Текст >>
Выпала мне карта быть первым читателем и издателем «Дневника» Юрия Марковича Нагибина.

Снег на золотых куполах собора. Красные стены. На голых ветвях деревьев — вороны. Нагибин предполагал, что ляжет на Востряковском, возле матери, но лег на Новодевичьем.

Нагибин как факт мертв. Нагибин как вымысел жив.

Было время, когда и я цеплялся за факты, потом — вдруг — пришло просветление: фактами ослеплен только темный человек. Он живет в своей пятиэтажке и в своем будильнике, живет в троллейбусе и в очереди за чем?то, на своей ткацкой фабрике и в пивной. Финал — кладбище. Что же это такое? Что же это за смысл жизни такой: из пивной — на кладбище?! Протестовать? Перед кем? Беспомощность человека колоссальна! Ни что не спасает: ни теории, ни факты, ни деньги. Фактическая цель жизни — место на кладбище?

Факты становятся вымыслом, вымысел — фактами!

К Юрию Марковичу Нагибину первый раз я приехал в середине апреля 1994 года. До сей поры писательский поселок Красная Пахра мне был известен лишь по слухам да по прекрасным воспоминаниям Юрия Валентиновича Трифонова о Твардовском «Записки соседа» — они жили рядом, их участки разделял слабокрашеный деревянный заборчик. Забор дачи Нагибина был добротно покрашен в коричневый цвет. Сразу было видно: тут живет процветающий советский писатель, и сам большой каменный дом среди парка из высоких елей и берез произвел такое же впечатление. Aнтикварная мебель, камин, фундаментальная лестница на второй этаж. Но хозяин как?то выпадал из этой атмосферы, как будто он сам здесь был гостем. Простота в одежде, в разговоре, в поведении. У меня сложилось впечатление, что ему очень хотелось выговориться.

— Я расстегнул все пуговицы! — сказал он мне, передавая «Дневник» для печати.

Папки, тетради, ксерокопии, машинопись, «от руки»… Куча материалов! Что в них?

«Со смешанным чувством печали и освобождения я вновь и вновь испытываю чувство полнейшей безнадежности — времени, личной судьбы, грядущего. Все ясно до конца. Никаких спасительных иллюзий» (1968).

Последняя весна Нагибина. 1994 год. Готовим текст к печати.

— Ну вот, дожил! — воскликнул Нагибин, — В издательстве «Книжный сад» при жизни с «Дневником» Напечатаюсь! — И добавил: — Что?то тут «Вишневым садом» попахивает.

Я сказал, что если бы определяли лучшего русского писателя, то я бы назвал Чехова. А лучшее произведение XX века — его рассказ «Архиерей» (1902).

Задания >>
1 > Переведите на английский язык предложение из текста о Нагибине: «Забор дачи Нагибина был добротно покрашен в коричневый цвет».
2 > Ответьте по тексту о Нагибине:
(а) На каком кладбище похоронили Нагибина?
(б) Когда автор впервые приехал к Нагибину?
(в) Какое произведение автор назвал лучшим произведением XX века?
3 > Выпишите из текста о Нагибине все названия литературных произведений.
Строки взяты из другого источника.

Размеченные строки с координатами >>
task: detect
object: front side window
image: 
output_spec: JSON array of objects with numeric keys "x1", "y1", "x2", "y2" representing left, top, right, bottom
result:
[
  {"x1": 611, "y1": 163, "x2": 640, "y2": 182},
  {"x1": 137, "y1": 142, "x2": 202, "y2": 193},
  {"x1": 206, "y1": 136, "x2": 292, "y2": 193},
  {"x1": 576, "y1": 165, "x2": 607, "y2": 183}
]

Ответы к заданиям >>
1 > The fence of Nagibin's dacha was solidly painted brown.

2 >
(а) На Новодевичьем.
(б) В середине апреля 1994 года.
(в) Рассказ Чехова «Архиерей» (1902).

3 > «Дневник», «Записки соседа», «Вишневый сад», «Архиерей».